■ **EXERCISE DESCRIPTION**:
In the post about the AHCA's winners and losers, what earlier rollout is the bill's rollout compared to?

Tag Archives: Health Care Reform

AHCA winners and losers

Paul Ryan, Donald Trump and House Republican Leadership: Losers

Though Ryan and Trump each tried in his own way to place responsibility for the bill on the other, it was a group project and they failed badly, not only from a policy standpoint, but also politically. The roll out of the bill rivaled the roll out of Trump’s first executive order on immigration in its ineptitude. Phases 2 and 3 seemed to have been hastily drawn up to try to stem the flow of criticism, regardless of whether or not that was the case.

ryan and trump

House Republican leaders went along for the ride; Cathy McMorris Rodgers pimped it like a boss. They get extra demerits because instead of spending the last seven years educating the public about the benefits of free market reforms, they engaged in Repeal Theater, building expectations that we’ve now been told were impossibly unrealistic. I’m honestly left with the feeling that they never thought they would be in a position to actually repeal ACA, and were left in a panic when Trump won. If they had any shame, they would all resign, except Paul Ryan, but only because I’ve heard that no one else will take the Speaker’s job.

Collected data:
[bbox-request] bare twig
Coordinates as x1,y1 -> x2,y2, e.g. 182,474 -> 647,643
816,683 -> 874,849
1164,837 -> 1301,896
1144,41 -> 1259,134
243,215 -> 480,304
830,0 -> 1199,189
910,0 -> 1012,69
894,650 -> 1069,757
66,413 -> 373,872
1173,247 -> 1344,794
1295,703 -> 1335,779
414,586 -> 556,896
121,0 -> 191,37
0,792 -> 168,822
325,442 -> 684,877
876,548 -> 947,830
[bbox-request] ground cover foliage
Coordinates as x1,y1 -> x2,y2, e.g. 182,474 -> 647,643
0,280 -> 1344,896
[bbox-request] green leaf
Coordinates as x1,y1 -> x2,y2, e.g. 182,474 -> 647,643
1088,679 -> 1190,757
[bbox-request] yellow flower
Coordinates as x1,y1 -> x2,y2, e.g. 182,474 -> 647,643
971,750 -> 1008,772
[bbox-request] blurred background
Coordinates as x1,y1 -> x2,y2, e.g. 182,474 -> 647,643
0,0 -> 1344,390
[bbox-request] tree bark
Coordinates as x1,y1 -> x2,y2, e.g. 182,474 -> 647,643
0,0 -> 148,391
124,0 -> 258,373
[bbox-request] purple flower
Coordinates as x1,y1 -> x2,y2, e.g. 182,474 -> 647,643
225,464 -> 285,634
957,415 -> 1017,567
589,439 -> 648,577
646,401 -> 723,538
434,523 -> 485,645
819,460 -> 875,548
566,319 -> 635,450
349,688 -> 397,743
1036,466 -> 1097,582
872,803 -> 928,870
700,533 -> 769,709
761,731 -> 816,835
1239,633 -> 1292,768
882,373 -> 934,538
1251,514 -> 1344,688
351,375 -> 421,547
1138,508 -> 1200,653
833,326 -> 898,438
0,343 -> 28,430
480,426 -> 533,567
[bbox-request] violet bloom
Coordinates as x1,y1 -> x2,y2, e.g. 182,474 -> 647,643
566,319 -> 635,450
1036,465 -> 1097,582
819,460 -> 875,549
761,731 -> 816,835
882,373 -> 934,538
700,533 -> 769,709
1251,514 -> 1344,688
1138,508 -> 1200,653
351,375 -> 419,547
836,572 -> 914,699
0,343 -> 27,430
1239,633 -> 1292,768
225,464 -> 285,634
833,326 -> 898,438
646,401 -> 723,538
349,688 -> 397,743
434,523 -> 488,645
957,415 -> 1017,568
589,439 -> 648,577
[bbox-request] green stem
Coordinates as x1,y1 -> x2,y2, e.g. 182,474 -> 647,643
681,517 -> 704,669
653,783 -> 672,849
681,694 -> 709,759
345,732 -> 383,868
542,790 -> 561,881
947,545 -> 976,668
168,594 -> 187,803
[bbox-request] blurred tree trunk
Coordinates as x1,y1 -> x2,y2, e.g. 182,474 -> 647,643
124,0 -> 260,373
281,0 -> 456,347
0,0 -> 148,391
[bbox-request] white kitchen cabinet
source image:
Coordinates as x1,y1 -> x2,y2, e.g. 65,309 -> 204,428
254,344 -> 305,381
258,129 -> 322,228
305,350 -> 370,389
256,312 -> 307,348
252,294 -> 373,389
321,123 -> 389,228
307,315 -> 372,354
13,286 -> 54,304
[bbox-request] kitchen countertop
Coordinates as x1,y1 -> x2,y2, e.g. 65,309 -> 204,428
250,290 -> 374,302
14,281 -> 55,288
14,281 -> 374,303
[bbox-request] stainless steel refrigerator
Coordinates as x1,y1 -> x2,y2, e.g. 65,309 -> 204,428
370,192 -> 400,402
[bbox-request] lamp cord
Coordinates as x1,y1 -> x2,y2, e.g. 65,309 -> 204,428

■ **EXERCISE OUTPUT**:
The rollout of Trump's first executive order on immigration.